[Records supplied]
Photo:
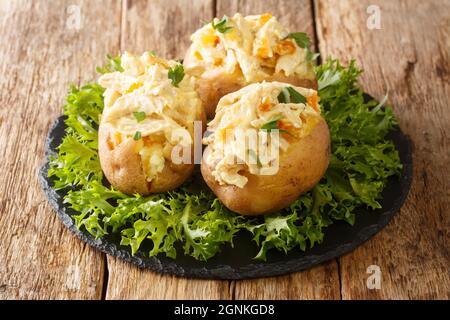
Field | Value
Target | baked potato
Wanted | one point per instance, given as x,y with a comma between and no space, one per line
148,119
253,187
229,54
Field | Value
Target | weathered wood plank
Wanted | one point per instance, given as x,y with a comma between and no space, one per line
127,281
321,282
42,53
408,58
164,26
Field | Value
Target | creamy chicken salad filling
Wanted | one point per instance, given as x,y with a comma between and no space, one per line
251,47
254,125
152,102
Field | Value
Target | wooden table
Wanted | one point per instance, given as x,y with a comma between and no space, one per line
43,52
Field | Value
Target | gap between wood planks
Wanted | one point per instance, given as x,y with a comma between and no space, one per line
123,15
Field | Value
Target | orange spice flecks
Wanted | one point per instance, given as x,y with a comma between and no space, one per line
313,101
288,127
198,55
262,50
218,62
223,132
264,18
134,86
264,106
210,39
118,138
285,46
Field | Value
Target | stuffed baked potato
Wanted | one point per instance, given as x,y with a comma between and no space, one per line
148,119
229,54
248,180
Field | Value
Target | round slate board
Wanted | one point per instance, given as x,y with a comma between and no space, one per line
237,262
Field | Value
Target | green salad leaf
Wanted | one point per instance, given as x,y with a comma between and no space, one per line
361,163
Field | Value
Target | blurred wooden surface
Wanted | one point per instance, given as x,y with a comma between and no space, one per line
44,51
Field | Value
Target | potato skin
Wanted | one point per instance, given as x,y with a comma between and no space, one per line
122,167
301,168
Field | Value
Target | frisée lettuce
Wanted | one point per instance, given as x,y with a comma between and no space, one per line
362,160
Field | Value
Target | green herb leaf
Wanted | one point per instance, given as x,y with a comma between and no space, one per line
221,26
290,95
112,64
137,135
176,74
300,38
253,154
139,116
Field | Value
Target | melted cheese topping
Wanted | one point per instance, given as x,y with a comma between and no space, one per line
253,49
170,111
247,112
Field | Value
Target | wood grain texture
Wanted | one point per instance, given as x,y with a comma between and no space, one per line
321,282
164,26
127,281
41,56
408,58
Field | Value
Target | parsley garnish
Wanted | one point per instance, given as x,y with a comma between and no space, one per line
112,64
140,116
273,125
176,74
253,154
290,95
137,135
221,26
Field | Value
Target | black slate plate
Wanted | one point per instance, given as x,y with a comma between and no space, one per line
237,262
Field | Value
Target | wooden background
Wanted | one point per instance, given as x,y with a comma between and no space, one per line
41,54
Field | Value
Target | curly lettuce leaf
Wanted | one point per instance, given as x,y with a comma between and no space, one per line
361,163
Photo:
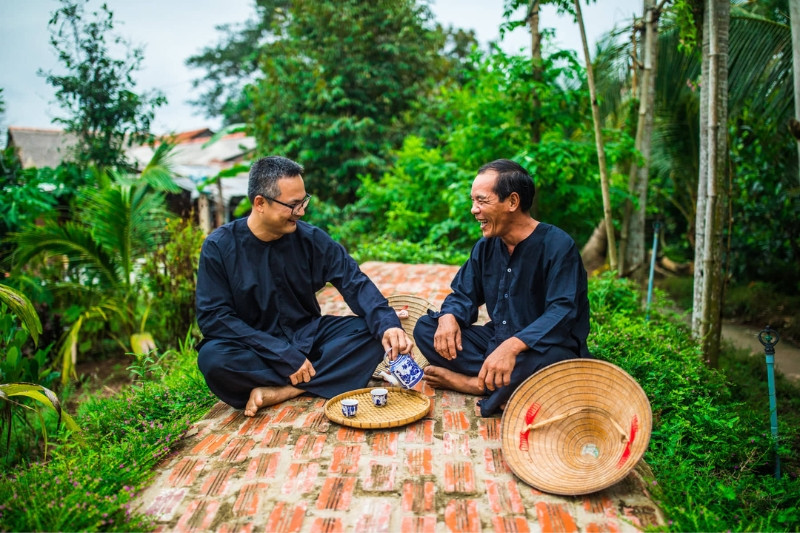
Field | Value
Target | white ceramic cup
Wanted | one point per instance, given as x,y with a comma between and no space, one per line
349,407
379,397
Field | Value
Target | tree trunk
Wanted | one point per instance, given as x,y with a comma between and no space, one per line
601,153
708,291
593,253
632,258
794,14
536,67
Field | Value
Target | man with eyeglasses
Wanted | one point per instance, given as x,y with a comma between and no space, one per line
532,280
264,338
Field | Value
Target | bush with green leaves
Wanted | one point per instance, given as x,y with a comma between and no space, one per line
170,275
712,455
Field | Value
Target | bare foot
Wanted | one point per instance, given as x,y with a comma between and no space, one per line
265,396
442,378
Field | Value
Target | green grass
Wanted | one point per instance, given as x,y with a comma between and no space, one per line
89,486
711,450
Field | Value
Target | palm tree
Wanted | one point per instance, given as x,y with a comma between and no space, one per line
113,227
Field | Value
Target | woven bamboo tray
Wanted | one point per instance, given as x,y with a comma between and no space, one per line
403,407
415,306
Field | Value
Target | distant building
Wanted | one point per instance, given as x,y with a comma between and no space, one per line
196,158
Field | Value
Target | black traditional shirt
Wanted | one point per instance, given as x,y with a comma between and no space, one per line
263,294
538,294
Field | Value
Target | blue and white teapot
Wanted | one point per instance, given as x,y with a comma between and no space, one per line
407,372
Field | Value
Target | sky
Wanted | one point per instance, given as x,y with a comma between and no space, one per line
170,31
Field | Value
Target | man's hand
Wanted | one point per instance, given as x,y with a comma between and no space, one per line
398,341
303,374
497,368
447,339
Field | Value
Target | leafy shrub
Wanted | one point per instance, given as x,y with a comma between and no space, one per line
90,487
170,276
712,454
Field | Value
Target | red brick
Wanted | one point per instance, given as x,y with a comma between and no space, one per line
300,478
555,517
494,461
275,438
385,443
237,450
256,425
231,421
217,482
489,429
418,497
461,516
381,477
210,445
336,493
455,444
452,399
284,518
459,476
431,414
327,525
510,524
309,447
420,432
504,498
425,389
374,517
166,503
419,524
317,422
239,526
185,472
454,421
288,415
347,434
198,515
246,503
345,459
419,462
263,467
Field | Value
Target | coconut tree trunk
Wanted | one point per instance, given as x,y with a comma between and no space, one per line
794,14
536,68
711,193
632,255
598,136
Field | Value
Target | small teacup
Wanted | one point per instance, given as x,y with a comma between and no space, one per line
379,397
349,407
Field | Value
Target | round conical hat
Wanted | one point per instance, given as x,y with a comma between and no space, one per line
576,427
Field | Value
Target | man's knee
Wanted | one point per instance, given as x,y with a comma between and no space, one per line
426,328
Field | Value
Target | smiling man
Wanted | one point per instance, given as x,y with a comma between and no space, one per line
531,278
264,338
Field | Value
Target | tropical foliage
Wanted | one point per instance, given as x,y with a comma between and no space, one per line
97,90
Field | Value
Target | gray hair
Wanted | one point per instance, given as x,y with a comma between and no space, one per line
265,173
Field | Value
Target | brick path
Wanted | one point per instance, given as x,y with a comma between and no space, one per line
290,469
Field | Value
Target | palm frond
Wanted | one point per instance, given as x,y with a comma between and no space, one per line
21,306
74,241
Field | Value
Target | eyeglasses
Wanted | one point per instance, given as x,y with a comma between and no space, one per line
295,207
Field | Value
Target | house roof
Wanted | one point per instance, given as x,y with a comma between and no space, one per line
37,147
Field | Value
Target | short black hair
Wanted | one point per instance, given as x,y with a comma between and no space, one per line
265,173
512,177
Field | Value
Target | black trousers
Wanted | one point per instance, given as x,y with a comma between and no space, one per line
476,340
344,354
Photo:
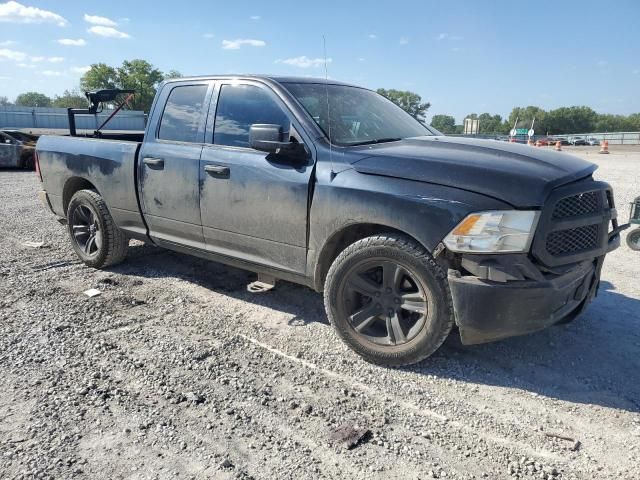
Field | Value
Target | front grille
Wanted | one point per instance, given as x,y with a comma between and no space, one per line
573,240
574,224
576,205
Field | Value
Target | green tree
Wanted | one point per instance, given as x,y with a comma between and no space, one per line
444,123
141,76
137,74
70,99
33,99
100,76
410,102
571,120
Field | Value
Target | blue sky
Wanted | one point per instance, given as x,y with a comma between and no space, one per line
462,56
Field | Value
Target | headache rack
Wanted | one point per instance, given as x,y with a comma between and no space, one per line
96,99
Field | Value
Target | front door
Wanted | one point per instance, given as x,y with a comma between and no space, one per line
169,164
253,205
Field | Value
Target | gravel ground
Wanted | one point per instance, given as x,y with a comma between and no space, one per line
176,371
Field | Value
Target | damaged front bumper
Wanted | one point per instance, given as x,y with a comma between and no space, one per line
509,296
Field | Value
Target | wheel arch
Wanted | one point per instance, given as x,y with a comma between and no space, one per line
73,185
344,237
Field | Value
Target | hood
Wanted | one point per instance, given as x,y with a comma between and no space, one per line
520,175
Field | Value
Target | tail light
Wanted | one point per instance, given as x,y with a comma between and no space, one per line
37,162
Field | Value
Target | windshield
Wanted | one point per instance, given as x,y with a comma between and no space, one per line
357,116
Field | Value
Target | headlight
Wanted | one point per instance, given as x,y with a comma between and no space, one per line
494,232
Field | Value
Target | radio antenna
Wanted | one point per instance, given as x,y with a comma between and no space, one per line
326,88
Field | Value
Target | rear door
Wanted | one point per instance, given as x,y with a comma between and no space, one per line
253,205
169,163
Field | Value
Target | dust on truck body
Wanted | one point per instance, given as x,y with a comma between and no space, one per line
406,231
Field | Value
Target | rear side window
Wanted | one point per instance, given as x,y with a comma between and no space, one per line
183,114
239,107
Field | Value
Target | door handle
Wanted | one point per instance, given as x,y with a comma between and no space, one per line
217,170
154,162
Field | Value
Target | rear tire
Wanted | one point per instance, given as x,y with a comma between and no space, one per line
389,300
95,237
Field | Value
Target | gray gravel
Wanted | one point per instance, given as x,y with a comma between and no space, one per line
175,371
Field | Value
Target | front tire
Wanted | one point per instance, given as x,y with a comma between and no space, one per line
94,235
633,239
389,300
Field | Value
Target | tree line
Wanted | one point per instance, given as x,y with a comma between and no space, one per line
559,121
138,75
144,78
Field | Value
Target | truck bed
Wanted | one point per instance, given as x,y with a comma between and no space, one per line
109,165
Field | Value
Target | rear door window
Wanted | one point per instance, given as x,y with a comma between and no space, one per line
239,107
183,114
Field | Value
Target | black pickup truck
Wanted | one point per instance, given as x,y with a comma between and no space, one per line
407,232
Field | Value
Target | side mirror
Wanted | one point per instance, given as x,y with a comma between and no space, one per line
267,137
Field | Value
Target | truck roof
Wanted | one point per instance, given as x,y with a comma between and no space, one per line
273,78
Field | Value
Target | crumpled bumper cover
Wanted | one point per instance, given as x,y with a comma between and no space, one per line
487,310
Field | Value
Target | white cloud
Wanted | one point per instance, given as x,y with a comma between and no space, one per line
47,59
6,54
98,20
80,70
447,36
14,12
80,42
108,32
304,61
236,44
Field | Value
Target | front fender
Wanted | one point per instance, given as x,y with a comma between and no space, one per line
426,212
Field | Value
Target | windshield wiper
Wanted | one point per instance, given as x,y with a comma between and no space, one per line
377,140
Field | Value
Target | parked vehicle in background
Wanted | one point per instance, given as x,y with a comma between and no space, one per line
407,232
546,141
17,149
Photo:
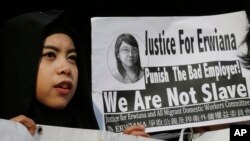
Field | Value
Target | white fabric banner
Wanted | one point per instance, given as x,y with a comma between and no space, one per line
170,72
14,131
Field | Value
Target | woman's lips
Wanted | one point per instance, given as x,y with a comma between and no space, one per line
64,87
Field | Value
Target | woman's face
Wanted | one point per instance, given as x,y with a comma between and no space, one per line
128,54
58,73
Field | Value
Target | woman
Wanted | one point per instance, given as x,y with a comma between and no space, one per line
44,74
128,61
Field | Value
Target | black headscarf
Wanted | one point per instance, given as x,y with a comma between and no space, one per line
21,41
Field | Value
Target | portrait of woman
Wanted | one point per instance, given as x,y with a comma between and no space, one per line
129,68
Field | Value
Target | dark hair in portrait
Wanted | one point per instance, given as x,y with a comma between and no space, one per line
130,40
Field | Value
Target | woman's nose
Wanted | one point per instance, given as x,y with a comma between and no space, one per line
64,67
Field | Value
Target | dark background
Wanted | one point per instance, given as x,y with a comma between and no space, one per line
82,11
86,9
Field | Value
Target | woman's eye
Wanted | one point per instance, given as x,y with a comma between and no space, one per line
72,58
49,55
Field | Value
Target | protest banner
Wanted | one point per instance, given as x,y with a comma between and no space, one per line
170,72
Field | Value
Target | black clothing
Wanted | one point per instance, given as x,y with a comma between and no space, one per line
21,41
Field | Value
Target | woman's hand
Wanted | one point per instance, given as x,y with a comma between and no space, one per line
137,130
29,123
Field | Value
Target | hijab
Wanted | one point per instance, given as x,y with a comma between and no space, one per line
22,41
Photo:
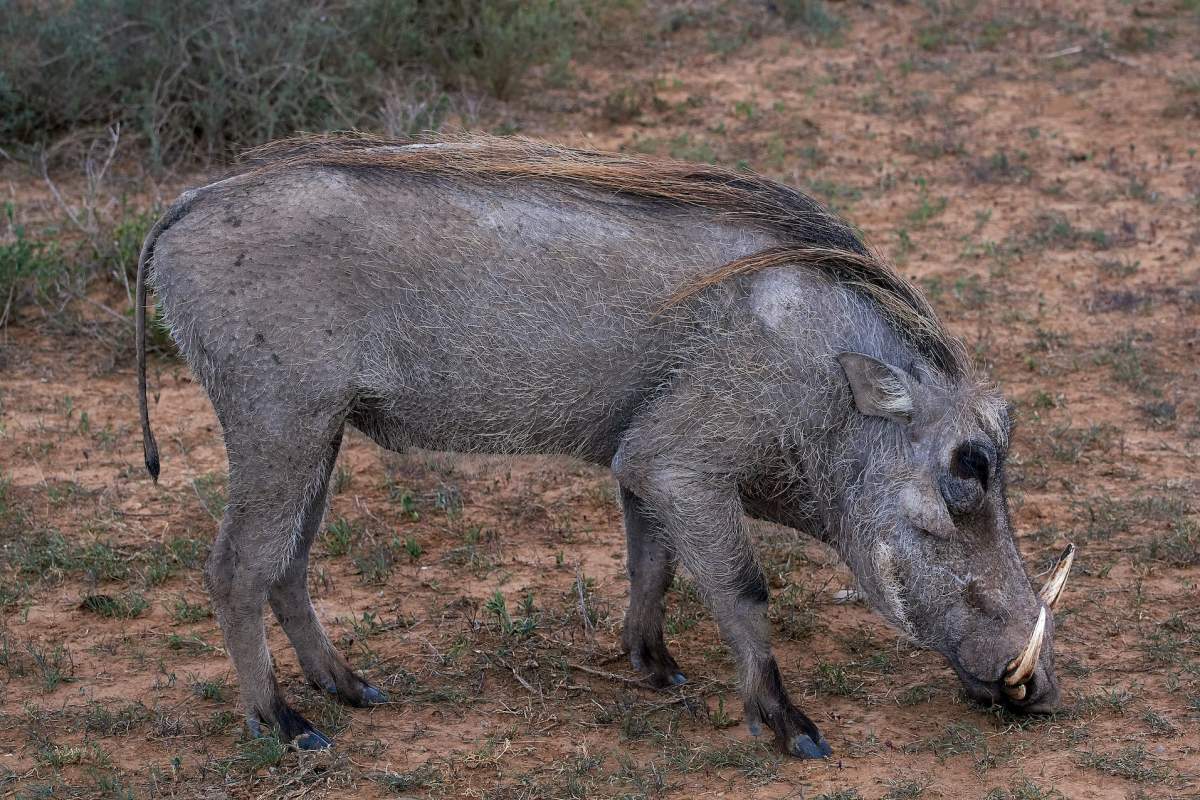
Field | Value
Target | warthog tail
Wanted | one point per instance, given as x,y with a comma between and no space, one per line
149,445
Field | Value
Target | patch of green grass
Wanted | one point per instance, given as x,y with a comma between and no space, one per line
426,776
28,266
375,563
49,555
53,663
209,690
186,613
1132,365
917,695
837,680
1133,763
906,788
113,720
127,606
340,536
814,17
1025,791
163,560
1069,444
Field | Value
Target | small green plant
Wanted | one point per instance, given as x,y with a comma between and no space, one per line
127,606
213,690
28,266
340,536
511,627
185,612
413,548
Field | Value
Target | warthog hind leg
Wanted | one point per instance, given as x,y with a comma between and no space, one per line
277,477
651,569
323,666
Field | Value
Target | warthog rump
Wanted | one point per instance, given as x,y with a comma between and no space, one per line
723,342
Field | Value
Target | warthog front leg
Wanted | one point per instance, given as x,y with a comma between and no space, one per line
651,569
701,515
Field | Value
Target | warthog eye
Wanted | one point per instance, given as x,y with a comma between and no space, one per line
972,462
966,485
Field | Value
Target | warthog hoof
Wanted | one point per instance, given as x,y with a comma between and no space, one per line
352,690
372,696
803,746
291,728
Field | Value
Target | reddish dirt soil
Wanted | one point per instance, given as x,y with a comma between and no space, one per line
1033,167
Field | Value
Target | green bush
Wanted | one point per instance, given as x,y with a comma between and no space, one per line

[What is asked] Identify every line in the entries above that contains the string "banner", and copy each of those lines in full. Match case exactly.

[Complete answer]
Target | white fabric banner
Target | protest banner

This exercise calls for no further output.